==== BLOCCO DI TESTO ====

Scriverò meglio la amo, che l'amo, se mi riferisco a donna per non confondere col maschile; le età e non l'età, per non confondere singolare e plurale.
Scriverò: ci insegue e c'insegue, ci era e c'era. Ma non scriverò c'odia (che suonerebbe còdia), ci udì e non c'udì (che suonerebbe cudì), ci ama e non c'ama.
Gli, davanti a nome cominciante per i: gl'ingegni (ma gli astri e non gl'astri).
Questo, al plurale si apostrofa più raramente che non al singolare e ciò avviene per ragioni di chiarezza. Questi anni e non quest'anni.
Da si apostrofa in fin d'allora. Casa da affittare e non d'affittare.
L'uso dell'apostrofo alla fine di una riga è comunemente considerato errore, secondo una regola più tipografica che grammaticale; tale regola, priva di validi motivi, oggi è seguita sempre meno. Pertanto, si consiglia di spostare la sillaba contenente l'apostrofo all'inizio della riga seguente, evitando di ripristinare la vocale elisa al posto dell'apostrofo (come avveniva in passato). Ad esempio, si dovrebbe scrivere all'-amore (evitando la reintegrazione della vocale elisa allo-amore). Non è bello, comunque, dividere in fin di riga Di -o, mi -o, anche se le due vocali appartengono a sillabe differenti.

====

**ATTIVITÀ DA SVOLGERE**.
(a) Indica se le affermazioni (i), (ii) e (iii) concordano con il testo sull'apostrofo. Per ciascuna rispondi sì o no e cita testualmente le parole decisive.
(i) La forma corretta indicata è "c'udì".
(ii) La regola che considera errore l'apostrofo a fine riga è detta più tipografica che grammaticale.
(iii) Con "questo" al plurale si raccomanda "quest'anni".
(b) Riporta alla lettera il passo del testo sull'apostrofo che si apre con le parole contenenti "Scriverò meglio la" e si chiude con "singolare e plurale.".
(c) Scrivi il seguito del testo sull'apostrofo, a partire dall'ultima frase riportata.

==== DATI RIPORTATI ====

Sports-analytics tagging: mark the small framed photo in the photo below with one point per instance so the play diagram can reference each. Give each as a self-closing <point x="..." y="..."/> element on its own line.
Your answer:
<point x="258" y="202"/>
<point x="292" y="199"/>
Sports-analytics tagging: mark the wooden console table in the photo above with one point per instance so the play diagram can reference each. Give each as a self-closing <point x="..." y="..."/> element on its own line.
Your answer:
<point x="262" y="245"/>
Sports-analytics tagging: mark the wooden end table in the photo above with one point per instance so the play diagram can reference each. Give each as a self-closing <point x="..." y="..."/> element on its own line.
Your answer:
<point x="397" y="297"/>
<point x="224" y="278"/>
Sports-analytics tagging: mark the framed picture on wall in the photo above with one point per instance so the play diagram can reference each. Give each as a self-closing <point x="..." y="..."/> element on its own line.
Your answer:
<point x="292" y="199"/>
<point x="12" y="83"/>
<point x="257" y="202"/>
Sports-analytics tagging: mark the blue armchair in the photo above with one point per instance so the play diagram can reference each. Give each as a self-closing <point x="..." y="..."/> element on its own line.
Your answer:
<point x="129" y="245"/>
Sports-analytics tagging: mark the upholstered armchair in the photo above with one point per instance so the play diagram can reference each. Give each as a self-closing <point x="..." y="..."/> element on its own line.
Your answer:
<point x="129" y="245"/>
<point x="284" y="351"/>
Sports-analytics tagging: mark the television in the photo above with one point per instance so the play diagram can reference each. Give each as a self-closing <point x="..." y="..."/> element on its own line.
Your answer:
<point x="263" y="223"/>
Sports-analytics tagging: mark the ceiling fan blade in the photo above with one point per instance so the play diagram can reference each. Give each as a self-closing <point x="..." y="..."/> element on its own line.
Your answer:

====

**PROBLEMI RISOLTI**.
(a)
(i) No: «ci udì e non c'udì (che suonerebbe cudì)».
(ii) Sì: «secondo una regola più tipografica che grammaticale».
(iii) No: «Questi anni e non quest'anni.»

(b)
Scriverò meglio la amo, che l'amo, se mi riferisco a donna per non confondere col maschile; le età e non l'età, per non confondere singolare e plurale.

(c)
I numeri in fin di riga è bene non dividerli perché può nascere confusione.
L'apostrofo viene usato anche in alcune forme dialettali, quando c'è elisione di una lettera (vocale o consonante). Ad esempio, si dice e si scrive 'o pesce per dire lo pesce (si ricorda che si stanno trattando forme dialettali, perché la lingua corretta impone che si dica "il pesce"). In tali casi, accade che l'apostrofo sia inserito nella posizione sbagliata. Ad esempio, è successo di leggere O' Malese a proposito di una fiction televisiva. La forma corretta che avrebbe dovuto essere usata era 'O Malese, poiché l'elisione riguardava la lettera "l" che avrebbe preceduto la vocale "o". L'apostrofo va collocato nella posizione della lettera elisa, cioè della lettera alfabetica eliminata.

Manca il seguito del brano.